* **Instructions for the task**:
Every entry, start to finish, should be printed verbatim without pictures.
[[ Input data, beginning ]]
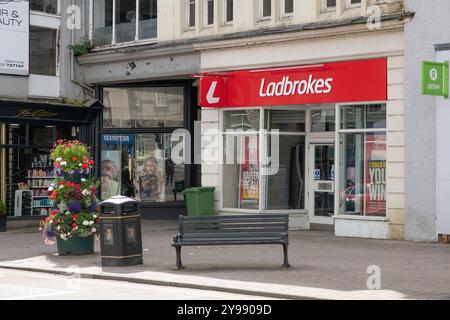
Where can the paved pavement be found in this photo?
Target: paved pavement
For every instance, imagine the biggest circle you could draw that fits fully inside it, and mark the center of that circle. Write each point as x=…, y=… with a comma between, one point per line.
x=323, y=266
x=24, y=285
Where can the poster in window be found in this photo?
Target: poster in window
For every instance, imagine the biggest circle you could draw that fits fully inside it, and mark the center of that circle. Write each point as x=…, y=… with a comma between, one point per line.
x=150, y=179
x=249, y=175
x=110, y=178
x=375, y=204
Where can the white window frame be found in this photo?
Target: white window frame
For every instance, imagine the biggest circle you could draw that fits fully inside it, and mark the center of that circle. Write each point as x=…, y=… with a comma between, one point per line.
x=225, y=7
x=354, y=5
x=206, y=11
x=113, y=36
x=261, y=11
x=285, y=14
x=51, y=22
x=326, y=8
x=58, y=10
x=188, y=15
x=337, y=167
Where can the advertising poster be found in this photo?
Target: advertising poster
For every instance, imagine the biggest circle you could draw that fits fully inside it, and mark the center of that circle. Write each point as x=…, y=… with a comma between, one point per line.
x=375, y=203
x=14, y=37
x=110, y=177
x=249, y=175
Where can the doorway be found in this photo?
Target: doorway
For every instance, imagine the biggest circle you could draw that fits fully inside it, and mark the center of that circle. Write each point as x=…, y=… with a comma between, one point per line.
x=321, y=182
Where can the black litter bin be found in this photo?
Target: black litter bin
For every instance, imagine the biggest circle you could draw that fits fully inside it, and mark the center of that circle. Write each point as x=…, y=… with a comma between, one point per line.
x=120, y=232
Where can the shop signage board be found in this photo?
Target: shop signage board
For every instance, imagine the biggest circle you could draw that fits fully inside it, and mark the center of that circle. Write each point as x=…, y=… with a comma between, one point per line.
x=435, y=78
x=349, y=81
x=14, y=37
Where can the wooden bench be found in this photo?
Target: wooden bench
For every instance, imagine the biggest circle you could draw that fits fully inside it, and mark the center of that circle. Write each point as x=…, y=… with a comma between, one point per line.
x=232, y=230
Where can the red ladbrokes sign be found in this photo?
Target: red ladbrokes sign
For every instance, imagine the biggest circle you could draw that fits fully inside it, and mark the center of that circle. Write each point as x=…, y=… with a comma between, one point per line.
x=350, y=81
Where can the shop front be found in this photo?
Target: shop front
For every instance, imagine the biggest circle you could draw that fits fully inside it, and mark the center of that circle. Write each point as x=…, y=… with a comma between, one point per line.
x=307, y=140
x=28, y=131
x=142, y=124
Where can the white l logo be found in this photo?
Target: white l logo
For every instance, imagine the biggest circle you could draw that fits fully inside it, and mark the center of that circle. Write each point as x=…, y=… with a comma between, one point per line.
x=210, y=96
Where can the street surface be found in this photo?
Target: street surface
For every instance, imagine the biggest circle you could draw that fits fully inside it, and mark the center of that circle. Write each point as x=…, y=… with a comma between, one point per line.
x=23, y=285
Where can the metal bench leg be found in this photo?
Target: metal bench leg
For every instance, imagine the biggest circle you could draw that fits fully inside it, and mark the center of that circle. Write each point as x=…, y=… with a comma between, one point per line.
x=179, y=264
x=285, y=252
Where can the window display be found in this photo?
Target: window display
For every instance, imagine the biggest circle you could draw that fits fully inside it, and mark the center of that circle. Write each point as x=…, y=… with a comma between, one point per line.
x=363, y=161
x=243, y=183
x=140, y=166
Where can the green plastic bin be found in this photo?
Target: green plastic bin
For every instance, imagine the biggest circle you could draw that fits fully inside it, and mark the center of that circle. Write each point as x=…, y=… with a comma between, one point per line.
x=199, y=201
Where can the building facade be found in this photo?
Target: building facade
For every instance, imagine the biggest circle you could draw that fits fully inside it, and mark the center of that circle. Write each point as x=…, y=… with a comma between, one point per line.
x=39, y=102
x=341, y=155
x=347, y=176
x=426, y=125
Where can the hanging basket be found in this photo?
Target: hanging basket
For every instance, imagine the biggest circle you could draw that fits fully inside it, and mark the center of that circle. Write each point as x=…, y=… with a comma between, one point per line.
x=75, y=246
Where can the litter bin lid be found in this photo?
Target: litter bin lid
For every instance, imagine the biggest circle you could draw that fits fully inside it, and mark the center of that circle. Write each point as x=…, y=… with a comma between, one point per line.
x=118, y=200
x=199, y=189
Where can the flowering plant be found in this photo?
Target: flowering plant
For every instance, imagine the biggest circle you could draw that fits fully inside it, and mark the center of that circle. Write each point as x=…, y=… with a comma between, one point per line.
x=72, y=192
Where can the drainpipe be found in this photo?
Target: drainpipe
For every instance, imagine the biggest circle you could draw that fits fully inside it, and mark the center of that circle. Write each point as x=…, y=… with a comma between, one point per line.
x=72, y=61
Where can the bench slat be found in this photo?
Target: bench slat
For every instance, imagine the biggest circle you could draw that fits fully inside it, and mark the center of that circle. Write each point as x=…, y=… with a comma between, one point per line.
x=201, y=229
x=233, y=234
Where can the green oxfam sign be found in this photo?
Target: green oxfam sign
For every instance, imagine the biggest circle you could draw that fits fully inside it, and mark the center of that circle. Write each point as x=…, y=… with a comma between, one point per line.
x=435, y=78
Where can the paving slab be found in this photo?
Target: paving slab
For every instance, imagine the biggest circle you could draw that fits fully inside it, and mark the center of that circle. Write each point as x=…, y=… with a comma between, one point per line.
x=322, y=266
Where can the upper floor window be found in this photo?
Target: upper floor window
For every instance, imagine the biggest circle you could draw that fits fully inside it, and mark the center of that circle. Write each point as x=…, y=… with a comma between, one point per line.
x=46, y=6
x=266, y=9
x=190, y=6
x=287, y=7
x=116, y=21
x=228, y=11
x=209, y=12
x=43, y=51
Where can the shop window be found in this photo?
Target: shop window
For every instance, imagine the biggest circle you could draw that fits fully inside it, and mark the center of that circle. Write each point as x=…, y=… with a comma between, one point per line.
x=228, y=11
x=26, y=167
x=190, y=6
x=362, y=183
x=139, y=108
x=42, y=51
x=245, y=184
x=209, y=12
x=323, y=120
x=140, y=166
x=46, y=6
x=352, y=3
x=130, y=22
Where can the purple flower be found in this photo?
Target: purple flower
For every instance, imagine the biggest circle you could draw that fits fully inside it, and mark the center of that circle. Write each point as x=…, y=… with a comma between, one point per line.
x=74, y=207
x=93, y=206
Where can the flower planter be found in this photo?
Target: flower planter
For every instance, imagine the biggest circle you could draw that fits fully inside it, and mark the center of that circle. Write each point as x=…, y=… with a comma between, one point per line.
x=2, y=222
x=75, y=246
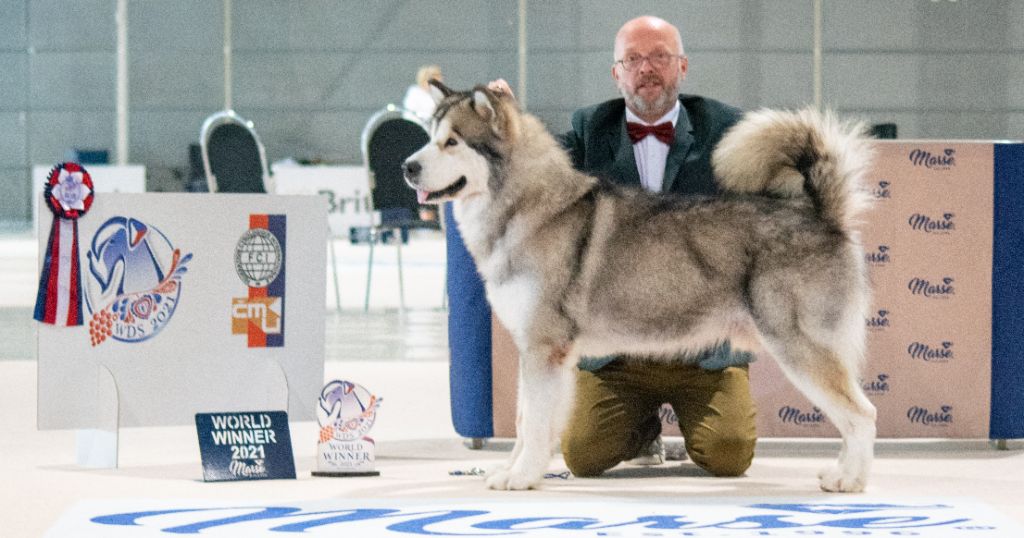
[[ Input data, end ]]
* **Expected answer**:
Where can the paved pavement be found in this photo?
Target: paved pavement
For every instance, imagine the biggest circle you could draw that fits fully inside it, and mark the center of that circle. Write each point as x=…, y=… with a comma between, one point per line.
x=323, y=266
x=24, y=285
Where can the poster in window be found in this photo?
Target: poster in window
For every instance, imagine the biggest circle you could draw that fits fully inside it, and mark the center of that circle. Write each point as x=…, y=… with a comma between, one point per line.
x=150, y=179
x=249, y=175
x=110, y=178
x=375, y=204
Where can the white window frame be found in this photo?
Target: white window frame
For every instance, imagine the biggest circle you could draw that fits fully inside it, and mark the center of that circle. Write each point as x=…, y=… with a comma between, one point per line.
x=225, y=7
x=354, y=5
x=206, y=11
x=113, y=36
x=261, y=11
x=285, y=14
x=51, y=22
x=326, y=8
x=58, y=10
x=188, y=15
x=337, y=167
Where can the advertising poster be found in this photo?
Target: advertising poster
For every instance, imagine the biggest circle you could draw that fits fully inside it, and mark the center of that circle. Write each point as x=…, y=… with a comma between, one point per line.
x=375, y=203
x=14, y=37
x=110, y=177
x=249, y=175
Where can the doorway be found in this photo?
Target: doorway
For every instance, imagine the biggest circle you could draw that fits fully inside it, and mark the center of that circle. Write each point as x=…, y=… with a comma between, one point per line.
x=321, y=182
Where can the black litter bin be found in this photo?
Target: black litter bin
For every instance, imagine the biggest circle you could draw that fits fully inside it, and mark the center of that circle. Write each point as x=…, y=… with a comma between, one point per line.
x=120, y=232
Where can the shop signage board be found in this photo?
Target: shop signage board
For every instance, imagine the biggest circle you could draw that fits fully inside it, and mark the center of that circle. Write each point as x=…, y=… with a comma between, one point per line.
x=435, y=78
x=349, y=81
x=14, y=37
Where can the wooden bench be found in this photo?
Target: wooden bench
For every instance, imagine the biggest circle you could draw that fits fully inside it, and mark the center of that circle. Write each point as x=…, y=… with a comma between, one point per line.
x=232, y=230
Where can the red ladbrokes sign be found in this photo?
Target: red ladbrokes sign
For every instance, imagine the biggest circle you could draw that fits fully inside it, and mark the center of that circle. Write each point as x=…, y=… with a comma between, one point per line.
x=350, y=81
Where can the shop front be found in this photo?
Target: shop front
For every instance, imagine the biggest circle you could draw that fits fully inside it, and mark the center of that circle. Write each point as x=…, y=… with a comma between, one point per line.
x=307, y=140
x=28, y=131
x=142, y=124
Where can the white l logo be found in this photo?
Target: white l logo
For every instance, imagine the biggest circle you could draw that fits fully inside it, and mark the center of that circle. Write each point as x=…, y=… with a comma between, one point per line.
x=210, y=96
Where can the street surface be found in this photo?
Target: street surface
For every instance, imagine the biggest circle you could draw that fits fully inside it, and mark the center of that circle. Write each point as x=…, y=… with a comma between, one point per line.
x=23, y=285
Where can the metal bench leg be found in this photo?
Target: metal bench leg
For every instance, imagine the biggest circle you could draw that fits fully inside it, and mark the center of that circle. Write each point as x=…, y=… with a comma between, one point per line.
x=179, y=264
x=285, y=252
Where can the window display be found in this photo?
Target: window display
For every instance, imagine the biggest circle you could draw that fits fully inside it, and mark the center of that circle. Write each point as x=…, y=… with a comma between, one point per line.
x=363, y=161
x=243, y=183
x=140, y=166
Where can the green plastic bin be found in this photo?
Target: green plastic bin
For every instance, imagine the biggest circle you could draw that fits fully inside it, and mark the center of that circle. Write each point as x=…, y=… with a comma between, one point per line.
x=199, y=201
Where can the building facade be found in this photo?
Target: building facade
For every instance, imagine the biggest circle you could draw that fits fully inside it, and mark the center of that circle. Write each point as x=…, y=… with a comma between, one point per line.
x=39, y=102
x=341, y=155
x=347, y=176
x=426, y=125
Where can the hanging basket be found in this photo?
Target: hanging basket
For every instance, imagine the biggest circle you could draw that fits fully inside it, and mark the center of that circle. Write each point as x=…, y=… with a comma between, one point per line.
x=75, y=246
Where can the litter bin lid be found in this photo?
Target: litter bin lid
For every instance, imagine the biggest circle you could draw that fits fully inside it, and mark the center of that circle. Write each point as x=…, y=… with a comma between, one point per line.
x=118, y=200
x=199, y=189
Where can the flowering plant be found in this photo?
Target: flowering plant
For every instance, imagine the biggest circle you could draw that fits fully inside it, and mark the center of that circle. Write each point as x=…, y=… with a comma between, one point per line.
x=72, y=192
Where can the drainpipe be found in this photo?
Target: drainpipe
For every instance, imagine the biggest circle you could draw that fits fully inside it, and mark the center of that circle. Write each point as x=…, y=… with a comma between, one point per line.
x=72, y=61
Where can the bench slat be found in this photo?
Target: bench slat
For every instance, imagine the biggest circle you could draw that fits fully inside it, and mark the center of that circle. Write each point as x=…, y=… with a comma between, one point per line.
x=201, y=229
x=233, y=234
Where can the green oxfam sign be found in this photo?
Target: green oxfam sign
For every instance, imagine the biggest circle you could draw that fits fully inside it, and mark the center of that circle. Write each point as x=…, y=… with a comma between, one point per line.
x=435, y=78
Where can the paving slab be found in this photo?
Target: paving slab
For every instance, imagine the biggest circle you could draw that fits fully inside it, and mark the center of that circle. Write each point as x=…, y=… with a comma between, one point per line.
x=322, y=266
Where can the upper floor window be found in this photo?
Target: upper floor window
For every instance, imagine the biggest circle you could draw that fits fully inside it, and mark the center of that circle. Write each point as x=…, y=… with a comma between, one point per line.
x=46, y=6
x=266, y=9
x=190, y=6
x=287, y=7
x=116, y=21
x=228, y=11
x=209, y=12
x=43, y=51
Where can the shop window be found in this photo?
Target: shop window
For every instance, imagine the biggest circle you could draw that fits fully inside it, and mark the center of that circle. Write each point as x=…, y=… with a comma between, one point per line.
x=228, y=11
x=26, y=167
x=190, y=6
x=362, y=183
x=139, y=108
x=42, y=51
x=245, y=184
x=209, y=12
x=323, y=120
x=140, y=166
x=46, y=6
x=352, y=3
x=130, y=22
Where can the purple flower be found in this photo?
Target: purple flower
For every instance, imagine the biggest circle you could draw that fits fully inside it, and mark the center of that circle. Write each point as x=…, y=… with a comma between, one point per line.
x=74, y=207
x=93, y=206
Where can the flower planter be found in this photo?
Target: flower planter
For every instance, imagine the biggest circle you could draw that fits fully inside it, and mark the center of that circle. Write each point as x=…, y=… with a comma between, one point per line.
x=2, y=222
x=75, y=246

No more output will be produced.